__Tasks for this exercise__:
a. According to the notes on empiricism, what does Locke's tabula rasa illustrate?
b. Carry the notes on empiricism, sensationalism, and positivism forward from their last point.

__Extracted text__:
☆ ☆ ☆ ☆

Empiricism, Sensationalism, and Positivism

Empiricism

  • An empiricist believes knowledge comes from experience.
  • Empiricism stresses experience in attaining knowledge.
  • Experience: inner experiences (dreams, emotions) and logical thought (math).
  • D. N. Robinson (1986): Empiricism asserts sense evidence is primary data for knowledge. Knowledge can't exist unless evidence is gathered; intellectual processes use this evidence to frame valid propositions about the real world.
  • Empiricism asserts meaningful knowledge is acquired through sensory experience (sight, hearing, touch) rather than innate ideas or pure reason alone.
  • Contrasts with rationalism, which argues some knowledge (mathematical truths) is innate or derived from reason independently of experience.
  • Empiricists (John Locke, George Berkeley, David Hume) deny humans are born with pre-existing knowledge (rationalists like Descartes).
  • Locke’s tabula rasa (blank slate) illustrates this: the mind starts empty, filled through experience.
  • Empiricism relies on induction: generalizing from specific observations to form broader principles.

☆ ☆ ☆ ☆

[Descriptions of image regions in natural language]
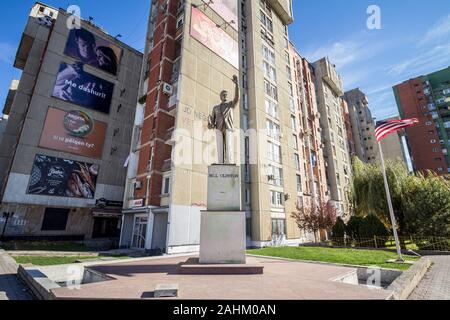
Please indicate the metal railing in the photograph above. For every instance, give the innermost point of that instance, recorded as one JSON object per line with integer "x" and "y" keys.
{"x": 382, "y": 242}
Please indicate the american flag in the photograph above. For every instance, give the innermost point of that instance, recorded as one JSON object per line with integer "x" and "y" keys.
{"x": 385, "y": 128}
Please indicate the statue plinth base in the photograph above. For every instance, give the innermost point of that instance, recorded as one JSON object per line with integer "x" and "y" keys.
{"x": 222, "y": 237}
{"x": 223, "y": 225}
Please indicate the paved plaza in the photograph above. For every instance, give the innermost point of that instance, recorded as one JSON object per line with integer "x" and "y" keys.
{"x": 281, "y": 280}
{"x": 10, "y": 286}
{"x": 436, "y": 283}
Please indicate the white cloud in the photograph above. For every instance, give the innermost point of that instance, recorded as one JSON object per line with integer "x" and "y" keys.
{"x": 438, "y": 32}
{"x": 340, "y": 53}
{"x": 425, "y": 61}
{"x": 7, "y": 53}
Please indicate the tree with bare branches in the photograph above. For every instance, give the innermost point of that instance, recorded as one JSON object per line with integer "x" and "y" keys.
{"x": 316, "y": 217}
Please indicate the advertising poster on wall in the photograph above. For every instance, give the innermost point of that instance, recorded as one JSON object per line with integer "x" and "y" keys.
{"x": 73, "y": 132}
{"x": 90, "y": 49}
{"x": 214, "y": 38}
{"x": 63, "y": 178}
{"x": 227, "y": 9}
{"x": 75, "y": 85}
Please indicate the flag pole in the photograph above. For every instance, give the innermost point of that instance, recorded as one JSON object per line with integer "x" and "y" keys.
{"x": 391, "y": 208}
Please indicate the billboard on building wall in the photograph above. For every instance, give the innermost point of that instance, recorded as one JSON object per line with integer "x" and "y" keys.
{"x": 90, "y": 49}
{"x": 227, "y": 9}
{"x": 75, "y": 85}
{"x": 58, "y": 177}
{"x": 214, "y": 38}
{"x": 73, "y": 132}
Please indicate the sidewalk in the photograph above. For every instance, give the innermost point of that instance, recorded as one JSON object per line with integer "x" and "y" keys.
{"x": 10, "y": 286}
{"x": 436, "y": 283}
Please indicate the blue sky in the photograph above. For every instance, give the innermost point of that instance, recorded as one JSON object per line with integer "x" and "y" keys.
{"x": 414, "y": 39}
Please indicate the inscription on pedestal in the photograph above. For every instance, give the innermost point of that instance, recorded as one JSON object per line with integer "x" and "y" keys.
{"x": 224, "y": 188}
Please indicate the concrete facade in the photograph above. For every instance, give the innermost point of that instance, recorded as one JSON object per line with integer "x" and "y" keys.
{"x": 329, "y": 89}
{"x": 428, "y": 99}
{"x": 363, "y": 126}
{"x": 158, "y": 183}
{"x": 39, "y": 56}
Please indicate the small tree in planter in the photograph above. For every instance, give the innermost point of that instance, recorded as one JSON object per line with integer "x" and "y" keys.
{"x": 338, "y": 232}
{"x": 316, "y": 217}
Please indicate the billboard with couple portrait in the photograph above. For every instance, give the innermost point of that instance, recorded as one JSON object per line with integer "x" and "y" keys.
{"x": 90, "y": 49}
{"x": 75, "y": 85}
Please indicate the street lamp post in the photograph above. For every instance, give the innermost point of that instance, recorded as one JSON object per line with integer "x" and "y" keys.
{"x": 7, "y": 216}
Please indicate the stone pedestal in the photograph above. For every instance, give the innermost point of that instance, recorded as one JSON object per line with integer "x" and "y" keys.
{"x": 223, "y": 231}
{"x": 224, "y": 188}
{"x": 222, "y": 237}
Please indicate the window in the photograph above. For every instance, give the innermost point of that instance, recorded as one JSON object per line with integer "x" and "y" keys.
{"x": 299, "y": 183}
{"x": 274, "y": 152}
{"x": 269, "y": 72}
{"x": 295, "y": 142}
{"x": 271, "y": 108}
{"x": 294, "y": 123}
{"x": 166, "y": 186}
{"x": 180, "y": 22}
{"x": 278, "y": 227}
{"x": 55, "y": 219}
{"x": 276, "y": 198}
{"x": 297, "y": 162}
{"x": 276, "y": 176}
{"x": 273, "y": 130}
{"x": 266, "y": 21}
{"x": 268, "y": 55}
{"x": 270, "y": 90}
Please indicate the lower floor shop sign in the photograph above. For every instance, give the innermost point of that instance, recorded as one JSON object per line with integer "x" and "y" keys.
{"x": 58, "y": 177}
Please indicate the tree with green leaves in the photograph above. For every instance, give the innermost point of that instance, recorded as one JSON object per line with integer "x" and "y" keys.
{"x": 421, "y": 202}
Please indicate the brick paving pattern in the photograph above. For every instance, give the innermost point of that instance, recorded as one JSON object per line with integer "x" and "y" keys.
{"x": 436, "y": 283}
{"x": 11, "y": 288}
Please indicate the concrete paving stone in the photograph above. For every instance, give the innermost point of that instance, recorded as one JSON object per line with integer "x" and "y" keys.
{"x": 436, "y": 283}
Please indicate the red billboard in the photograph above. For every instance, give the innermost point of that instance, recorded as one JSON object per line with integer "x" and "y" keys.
{"x": 214, "y": 38}
{"x": 73, "y": 132}
{"x": 227, "y": 9}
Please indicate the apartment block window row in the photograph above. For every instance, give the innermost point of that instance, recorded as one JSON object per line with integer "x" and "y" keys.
{"x": 276, "y": 176}
{"x": 273, "y": 130}
{"x": 271, "y": 90}
{"x": 276, "y": 198}
{"x": 272, "y": 108}
{"x": 274, "y": 152}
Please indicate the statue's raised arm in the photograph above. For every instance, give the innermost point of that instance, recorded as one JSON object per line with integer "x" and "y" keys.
{"x": 236, "y": 91}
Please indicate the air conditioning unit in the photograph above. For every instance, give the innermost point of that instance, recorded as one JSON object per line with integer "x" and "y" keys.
{"x": 45, "y": 21}
{"x": 138, "y": 185}
{"x": 167, "y": 89}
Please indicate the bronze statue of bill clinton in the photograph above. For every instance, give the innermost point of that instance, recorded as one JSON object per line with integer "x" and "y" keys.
{"x": 222, "y": 120}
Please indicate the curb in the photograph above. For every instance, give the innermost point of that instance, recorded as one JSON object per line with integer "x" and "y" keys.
{"x": 404, "y": 285}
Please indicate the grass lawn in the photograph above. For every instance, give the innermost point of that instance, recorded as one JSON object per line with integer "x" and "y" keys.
{"x": 53, "y": 261}
{"x": 332, "y": 255}
{"x": 45, "y": 246}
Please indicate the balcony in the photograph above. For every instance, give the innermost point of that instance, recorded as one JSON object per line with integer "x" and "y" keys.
{"x": 283, "y": 8}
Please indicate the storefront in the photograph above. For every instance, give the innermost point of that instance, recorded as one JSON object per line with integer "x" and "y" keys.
{"x": 145, "y": 228}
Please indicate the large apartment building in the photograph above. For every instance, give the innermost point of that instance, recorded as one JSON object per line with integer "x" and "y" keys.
{"x": 312, "y": 164}
{"x": 194, "y": 49}
{"x": 363, "y": 126}
{"x": 329, "y": 89}
{"x": 428, "y": 99}
{"x": 69, "y": 129}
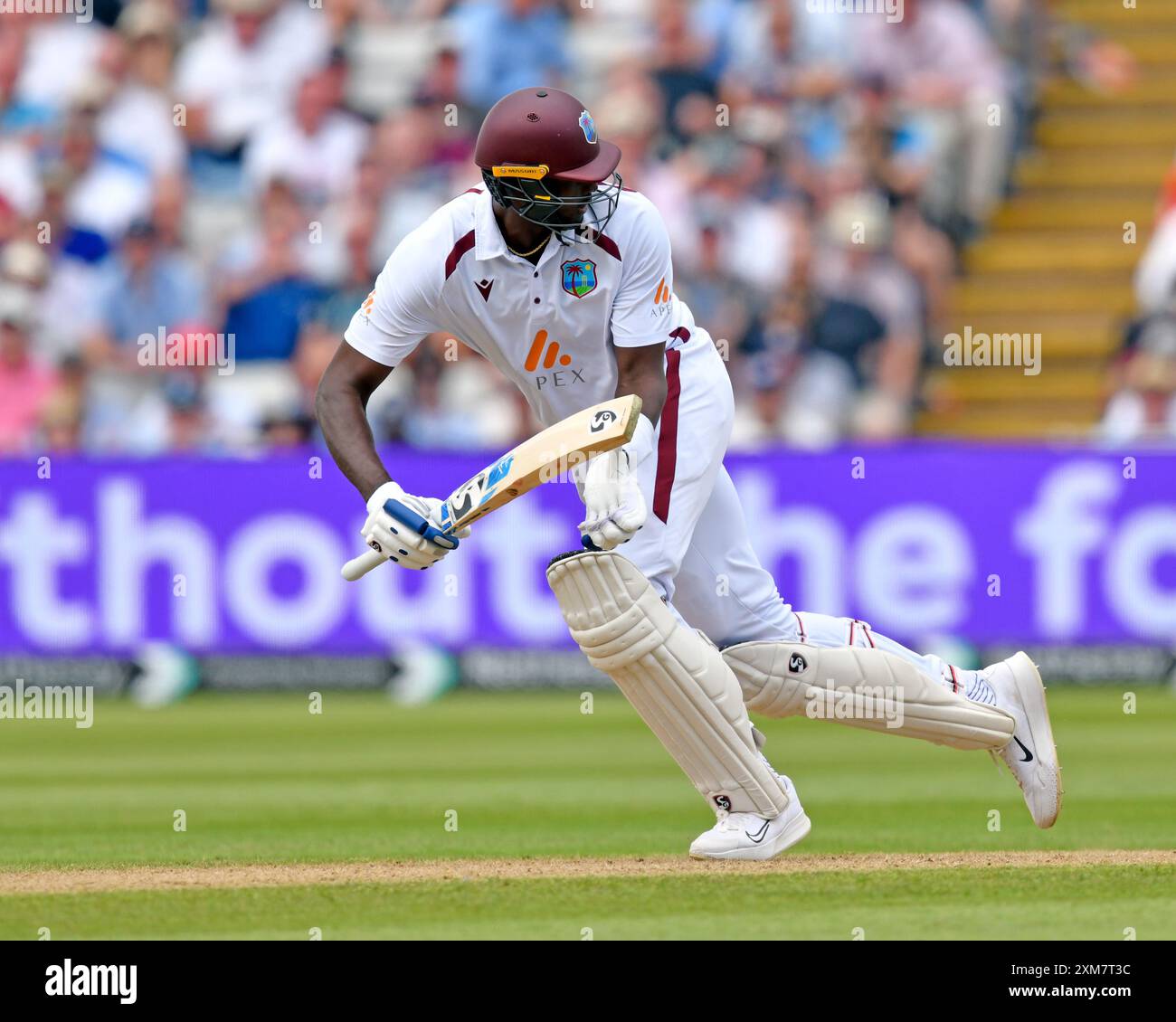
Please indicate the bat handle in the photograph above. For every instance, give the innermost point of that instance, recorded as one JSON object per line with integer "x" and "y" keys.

☆ ☆ ☆ ☆

__Answers below__:
a. It illustrates that the mind starts empty and is filled through experience.

b.
  • Example: observing multiple white swans leads to generalization "All swans are white" (falsified by black swans, showing empiricism’s reliance on probabilistic knowledge).

British Empiricism

  • Key Figures:
    • Thomas Hobbes
    • John Locke
    • George Berkeley
    • David Hume
    • David Hartley
    • James Mill
    • John Stuart Mill
    • Alexander Bain

Thomas Hobbes

  • Thomas Hobbes (1588–1679)
  • Born into a modest but troubled family in 16th-century England; died at 91.
  • Born prematurely in 1588 because his mother feared the Spanish Armada’s invasion. He later wrote: "Fear and I were born twins."
  • His father abandoned the family after a violent altercation, leaving Hobbes insecure.
  • Deeply influenced by Galileo, whom he met in 1636.
  • Admired the mechanistic worldview: everything, including human thought, operates like a machine.
  • Hobbes was a materialist: everything is composed of matter in motion, including thought and emotion.
  • Rejected Cartesian dualism (separate mind and body), claiming mental processes are physical phenomena.
  • Sensations, thoughts, and emotions result from mechanical interactions in the brain and nervous system.
  • Believed all knowledge originates in sensory experience (like Locke, Berkeley, Hume).
  • Argued there are no innate ideas—the mind begins as a blank slate (tabula rasa).
  • Complex thoughts arise from the association of sensory impressions (associationism).
  • Humans are self-interested, motivated by:
    • Appetite (desire for pleasure/self-preservation).
    • Aversion (avoidance of pain/death).
  • This view influenced later behaviorist theories (reinforcement and punishment).
  • Life in a pre-social state: "solitary, poor, nasty, brutish, and short" (Leviathan); humans seek power/security.
  • Thought is linked sensations (associationist psychology).
  • Example: seeing smoke triggers memory of fire (experienced together).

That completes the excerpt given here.